TASK DESCRIPTION | At the line containing "of the tied", begin repeating lines exactly, and stop only after the final line of the records below.

TASK DATA |
----------
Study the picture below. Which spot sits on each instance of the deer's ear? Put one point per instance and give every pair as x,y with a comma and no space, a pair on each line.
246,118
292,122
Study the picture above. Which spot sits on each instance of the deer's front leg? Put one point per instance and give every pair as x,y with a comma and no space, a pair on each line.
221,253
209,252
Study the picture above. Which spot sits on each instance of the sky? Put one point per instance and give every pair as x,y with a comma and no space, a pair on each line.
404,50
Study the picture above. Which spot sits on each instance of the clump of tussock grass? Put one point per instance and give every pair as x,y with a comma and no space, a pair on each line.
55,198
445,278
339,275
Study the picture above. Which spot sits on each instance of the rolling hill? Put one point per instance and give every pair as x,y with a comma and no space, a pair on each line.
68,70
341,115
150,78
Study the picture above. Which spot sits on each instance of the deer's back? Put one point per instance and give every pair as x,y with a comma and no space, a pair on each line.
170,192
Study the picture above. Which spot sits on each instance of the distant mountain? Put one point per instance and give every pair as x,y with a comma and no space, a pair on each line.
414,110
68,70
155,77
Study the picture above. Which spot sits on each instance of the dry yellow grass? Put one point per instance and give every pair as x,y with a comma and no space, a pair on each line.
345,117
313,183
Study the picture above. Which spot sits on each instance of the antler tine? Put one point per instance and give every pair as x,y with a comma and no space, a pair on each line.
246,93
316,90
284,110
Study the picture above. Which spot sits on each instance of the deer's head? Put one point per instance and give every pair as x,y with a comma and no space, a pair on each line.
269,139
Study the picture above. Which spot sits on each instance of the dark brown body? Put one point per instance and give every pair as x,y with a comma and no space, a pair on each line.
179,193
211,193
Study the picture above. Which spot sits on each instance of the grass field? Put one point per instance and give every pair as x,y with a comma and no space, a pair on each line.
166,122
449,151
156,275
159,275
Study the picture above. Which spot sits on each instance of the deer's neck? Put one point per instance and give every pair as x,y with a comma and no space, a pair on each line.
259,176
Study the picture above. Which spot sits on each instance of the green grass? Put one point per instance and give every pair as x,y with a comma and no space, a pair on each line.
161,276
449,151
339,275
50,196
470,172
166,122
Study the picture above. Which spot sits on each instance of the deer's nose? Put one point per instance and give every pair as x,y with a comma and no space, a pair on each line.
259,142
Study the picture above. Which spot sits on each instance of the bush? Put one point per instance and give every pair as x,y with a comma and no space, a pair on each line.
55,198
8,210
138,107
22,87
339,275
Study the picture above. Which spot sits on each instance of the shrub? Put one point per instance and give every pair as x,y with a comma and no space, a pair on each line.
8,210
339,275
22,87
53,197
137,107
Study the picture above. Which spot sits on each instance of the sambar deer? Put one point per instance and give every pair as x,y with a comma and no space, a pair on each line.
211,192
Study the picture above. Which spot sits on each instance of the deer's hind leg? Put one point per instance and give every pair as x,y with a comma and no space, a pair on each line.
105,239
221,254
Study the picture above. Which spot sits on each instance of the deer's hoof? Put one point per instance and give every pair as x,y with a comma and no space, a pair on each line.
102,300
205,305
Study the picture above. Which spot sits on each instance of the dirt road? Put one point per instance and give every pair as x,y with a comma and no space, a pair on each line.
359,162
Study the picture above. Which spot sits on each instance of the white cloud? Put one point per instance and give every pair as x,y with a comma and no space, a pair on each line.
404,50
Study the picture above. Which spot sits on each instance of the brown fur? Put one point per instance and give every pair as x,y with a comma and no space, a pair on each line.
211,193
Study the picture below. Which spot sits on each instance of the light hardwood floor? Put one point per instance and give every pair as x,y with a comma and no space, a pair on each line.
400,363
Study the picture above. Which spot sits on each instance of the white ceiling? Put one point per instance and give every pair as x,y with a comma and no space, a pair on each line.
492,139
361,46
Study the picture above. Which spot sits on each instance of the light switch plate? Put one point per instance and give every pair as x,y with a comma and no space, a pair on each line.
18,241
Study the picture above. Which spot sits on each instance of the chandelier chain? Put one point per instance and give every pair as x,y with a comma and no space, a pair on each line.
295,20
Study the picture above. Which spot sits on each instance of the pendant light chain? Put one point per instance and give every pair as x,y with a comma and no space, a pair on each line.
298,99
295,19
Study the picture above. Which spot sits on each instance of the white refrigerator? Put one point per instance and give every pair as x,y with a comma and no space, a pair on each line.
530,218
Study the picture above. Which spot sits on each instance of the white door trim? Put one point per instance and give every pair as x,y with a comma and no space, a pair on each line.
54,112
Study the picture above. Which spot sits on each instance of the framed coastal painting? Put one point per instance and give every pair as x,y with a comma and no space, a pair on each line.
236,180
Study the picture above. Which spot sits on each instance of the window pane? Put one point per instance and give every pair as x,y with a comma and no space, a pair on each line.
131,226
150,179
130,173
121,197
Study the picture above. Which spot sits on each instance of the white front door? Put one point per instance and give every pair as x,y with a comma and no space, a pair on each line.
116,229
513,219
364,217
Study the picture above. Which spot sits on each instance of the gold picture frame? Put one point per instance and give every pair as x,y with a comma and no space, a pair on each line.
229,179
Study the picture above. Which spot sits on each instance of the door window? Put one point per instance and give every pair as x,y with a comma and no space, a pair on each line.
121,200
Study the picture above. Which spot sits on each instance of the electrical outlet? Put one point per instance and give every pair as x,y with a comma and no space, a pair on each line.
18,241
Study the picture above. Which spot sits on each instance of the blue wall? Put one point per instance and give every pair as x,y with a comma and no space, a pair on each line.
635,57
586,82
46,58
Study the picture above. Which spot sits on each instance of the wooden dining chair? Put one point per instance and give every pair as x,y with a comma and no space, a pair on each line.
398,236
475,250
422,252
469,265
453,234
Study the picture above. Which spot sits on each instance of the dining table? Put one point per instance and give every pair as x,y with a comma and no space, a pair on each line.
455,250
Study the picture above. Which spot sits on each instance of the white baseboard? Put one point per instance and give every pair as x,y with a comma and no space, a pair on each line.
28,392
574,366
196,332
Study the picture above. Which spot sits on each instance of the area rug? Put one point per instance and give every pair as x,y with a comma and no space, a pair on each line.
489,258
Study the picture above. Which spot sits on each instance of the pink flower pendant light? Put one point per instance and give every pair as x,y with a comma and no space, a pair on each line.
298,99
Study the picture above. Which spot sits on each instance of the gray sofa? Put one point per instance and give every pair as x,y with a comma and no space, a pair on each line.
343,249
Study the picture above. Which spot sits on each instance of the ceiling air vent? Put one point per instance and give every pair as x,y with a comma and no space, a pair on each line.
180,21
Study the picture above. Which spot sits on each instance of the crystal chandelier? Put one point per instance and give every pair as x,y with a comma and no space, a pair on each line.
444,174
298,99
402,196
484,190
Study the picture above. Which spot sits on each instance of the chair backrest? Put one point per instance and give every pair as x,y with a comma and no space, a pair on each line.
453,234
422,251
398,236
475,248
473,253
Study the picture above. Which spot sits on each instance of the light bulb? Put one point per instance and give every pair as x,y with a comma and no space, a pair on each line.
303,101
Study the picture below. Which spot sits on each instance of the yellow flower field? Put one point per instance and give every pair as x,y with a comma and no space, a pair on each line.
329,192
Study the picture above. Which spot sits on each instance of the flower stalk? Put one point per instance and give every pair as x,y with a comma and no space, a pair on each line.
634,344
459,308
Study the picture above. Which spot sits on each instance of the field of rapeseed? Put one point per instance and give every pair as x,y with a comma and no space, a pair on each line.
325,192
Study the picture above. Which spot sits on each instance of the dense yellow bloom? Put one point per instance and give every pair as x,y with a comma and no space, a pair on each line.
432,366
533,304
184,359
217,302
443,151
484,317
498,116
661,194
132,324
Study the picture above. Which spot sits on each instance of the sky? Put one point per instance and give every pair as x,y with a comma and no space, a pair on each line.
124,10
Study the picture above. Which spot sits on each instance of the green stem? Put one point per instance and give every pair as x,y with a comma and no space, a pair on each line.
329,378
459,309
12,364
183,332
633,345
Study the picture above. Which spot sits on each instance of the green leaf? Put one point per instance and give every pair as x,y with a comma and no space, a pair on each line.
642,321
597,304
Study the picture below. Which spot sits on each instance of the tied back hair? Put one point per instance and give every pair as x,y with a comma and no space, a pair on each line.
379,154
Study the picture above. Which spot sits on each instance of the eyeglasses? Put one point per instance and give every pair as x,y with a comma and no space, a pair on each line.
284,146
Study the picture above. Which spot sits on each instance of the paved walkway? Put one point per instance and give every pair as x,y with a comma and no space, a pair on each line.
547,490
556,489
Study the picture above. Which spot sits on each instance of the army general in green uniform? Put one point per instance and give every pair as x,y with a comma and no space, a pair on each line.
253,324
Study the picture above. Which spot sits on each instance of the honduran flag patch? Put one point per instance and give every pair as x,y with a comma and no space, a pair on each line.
----------
WRITTEN SOLUTION |
Study the picture below. Which spot sits on each instance of the tied back hair? Put one point per instance and give every pair as x,y with a comma and no space, a pair on each line.
379,154
Study the picture above. Which spot sits on each instance of the eyeglasses? Put one point per instance and give every pair as x,y with a comma and no space, a pair on each line.
284,146
Study the picture above. Which spot sits on each instance of the paved walkway? Put one point per instance and give every pair as x,y with a comma and no space, a pair on each line.
547,490
556,489
Study the picture above. Which spot sits on each instance of the army general in green uniform? Put one point per instance and give every pair as x,y with a comma and no space, a pair on each line.
253,324
Study the picture above. Which spot sits on each instance of the honduran flag patch? Put one point per instance and give every pair as x,y with a comma and no space, a pair on each line.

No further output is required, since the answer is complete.